_YOUR TASK_: Render each of the lines below as one string in a JSON list, omitting any blank lines.

_INPUT ROWS_:
================

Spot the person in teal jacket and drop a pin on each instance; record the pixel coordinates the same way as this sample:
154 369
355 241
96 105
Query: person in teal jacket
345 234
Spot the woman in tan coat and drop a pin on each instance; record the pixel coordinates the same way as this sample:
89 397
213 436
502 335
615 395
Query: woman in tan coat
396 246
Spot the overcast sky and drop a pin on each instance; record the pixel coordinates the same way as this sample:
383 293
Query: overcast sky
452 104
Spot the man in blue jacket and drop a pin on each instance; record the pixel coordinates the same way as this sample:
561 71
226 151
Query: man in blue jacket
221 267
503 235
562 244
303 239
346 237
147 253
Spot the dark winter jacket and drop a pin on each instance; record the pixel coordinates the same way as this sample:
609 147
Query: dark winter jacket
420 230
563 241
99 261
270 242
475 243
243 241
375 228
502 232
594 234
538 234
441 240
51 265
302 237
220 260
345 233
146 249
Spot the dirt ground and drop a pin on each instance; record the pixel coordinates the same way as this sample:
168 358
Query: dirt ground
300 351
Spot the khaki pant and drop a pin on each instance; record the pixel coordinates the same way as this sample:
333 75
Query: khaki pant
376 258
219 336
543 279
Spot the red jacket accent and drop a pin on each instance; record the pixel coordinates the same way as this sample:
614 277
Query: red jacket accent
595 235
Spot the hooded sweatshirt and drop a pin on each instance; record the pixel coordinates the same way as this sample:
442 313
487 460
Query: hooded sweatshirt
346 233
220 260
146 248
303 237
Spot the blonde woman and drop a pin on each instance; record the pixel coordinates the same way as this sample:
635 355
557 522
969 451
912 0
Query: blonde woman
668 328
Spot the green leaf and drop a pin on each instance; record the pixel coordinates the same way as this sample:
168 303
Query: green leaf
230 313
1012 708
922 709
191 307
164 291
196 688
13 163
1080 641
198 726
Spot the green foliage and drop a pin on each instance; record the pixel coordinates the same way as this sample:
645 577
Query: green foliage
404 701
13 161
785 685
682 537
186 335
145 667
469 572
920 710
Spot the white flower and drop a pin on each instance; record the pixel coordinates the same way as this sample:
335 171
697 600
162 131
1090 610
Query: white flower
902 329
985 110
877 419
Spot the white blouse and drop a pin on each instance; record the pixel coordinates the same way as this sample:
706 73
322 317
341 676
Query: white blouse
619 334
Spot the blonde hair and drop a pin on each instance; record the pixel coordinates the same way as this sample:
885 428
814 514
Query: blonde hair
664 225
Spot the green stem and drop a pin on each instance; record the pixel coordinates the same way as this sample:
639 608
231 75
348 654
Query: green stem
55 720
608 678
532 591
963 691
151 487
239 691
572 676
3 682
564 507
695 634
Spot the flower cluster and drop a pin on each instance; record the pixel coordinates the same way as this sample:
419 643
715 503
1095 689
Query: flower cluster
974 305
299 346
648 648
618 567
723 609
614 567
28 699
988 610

================

_REPLY TO THE TASK_:
[
  "Spot the person in teal jacket and drop a pin on each instance; record the pixel coordinates the same way as this sample:",
  "154 369",
  "355 241",
  "96 105",
  "Query: person in teal jacket",
  "345 234",
  "Spot the woman in tan coat and drop a pin on each instance; record the pixel coordinates the same way as this sample:",
  "89 397",
  "213 436",
  "502 335",
  "615 395",
  "Query: woman in tan coat",
  "396 246",
  "Spot the overcast sky and drop a pin on each instance; record the pixel coordinates the same way as this sample:",
  "383 293",
  "Query: overcast sky",
  "452 104",
  "Spot the man in blue jacket and drop a pin on each instance; record the pixel coordinates the same way as this sample:",
  "561 71",
  "226 151",
  "Query: man in blue jacket",
  "221 267",
  "503 235",
  "562 244",
  "303 239",
  "346 237",
  "147 253",
  "Spot the dark winter jacket and drop a pin on each instance; record the pixel coordinates the same way as this sample:",
  "609 147",
  "Query: dark winter jacket",
  "420 230",
  "563 241",
  "99 261",
  "270 242",
  "475 243",
  "243 241",
  "375 228",
  "502 232",
  "594 234",
  "538 234",
  "441 240",
  "51 265",
  "302 237",
  "220 260",
  "345 233",
  "146 249",
  "Spot the dirt ground and drop a pin on each instance; record the pixel coordinates the same way as this sample:",
  "168 358",
  "Query: dirt ground",
  "300 351",
  "Spot the khaki pant and drop a pin on each instance; record the pixel coordinates the same way as this sample:",
  "333 75",
  "Query: khaki pant",
  "376 258",
  "219 336",
  "543 279",
  "Spot the red jacket accent and drop a pin on each instance; record the pixel coordinates the same way as this sample:",
  "614 277",
  "Query: red jacket accent",
  "595 235",
  "Spot the hooded sweatshirt and drop a pin on each instance; record the pixel coordinates the same way as this sample:",
  "442 313",
  "487 460",
  "Query: hooded sweatshirt",
  "346 233",
  "220 260",
  "146 248",
  "303 237",
  "Spot the blonde woman and drop a pin on each instance; record the pixel coordinates the same way as this sample:",
  "635 355",
  "557 522",
  "969 451",
  "912 0",
  "Query: blonde woman",
  "668 328",
  "Spot the green leaf and drop a pin on each instance; record the pixel coordinates the same way as this sample:",
  "168 303",
  "Query: green leaf",
  "230 313",
  "1012 708",
  "922 709",
  "191 307",
  "164 291",
  "196 688",
  "13 163",
  "1080 641",
  "198 726",
  "Spot the green foliage and drop a pin on each instance; record the pixel coordinates the same way as this sample:",
  "645 577",
  "Query: green foliage",
  "404 701",
  "13 161",
  "785 685",
  "682 537",
  "186 335",
  "145 667",
  "469 572",
  "920 710",
  "Spot the white flower and drop a pin on each instance; record the pixel coordinates the same way as this sample:",
  "335 171",
  "697 600",
  "162 131",
  "1090 610",
  "Query: white flower",
  "902 329",
  "985 110",
  "877 419",
  "Spot the white blouse and drop a pin on each instance; record the pixel coordinates the same way as this sample:",
  "706 73",
  "322 317",
  "341 676",
  "Query: white blouse",
  "619 334",
  "Spot the blonde hair and drop a pin on each instance; record the pixel coordinates the same way as this sample:",
  "885 428",
  "814 514",
  "Query: blonde hair",
  "664 225",
  "Spot the green stem and drop a pin on each instance; record the pixel coordinates the same way as this sample:",
  "639 608",
  "231 75",
  "348 654",
  "Query: green stem",
  "55 720",
  "608 678",
  "532 591",
  "963 691",
  "151 487",
  "239 691",
  "572 676",
  "3 682",
  "564 507",
  "695 634",
  "Spot the flower cluster and drop a pin on each instance; record the pixel coordinates the same way as this sample:",
  "419 643",
  "715 503",
  "1095 689",
  "Query: flower cluster",
  "974 305",
  "299 346",
  "648 648",
  "618 567",
  "723 609",
  "614 567",
  "28 699",
  "988 610"
]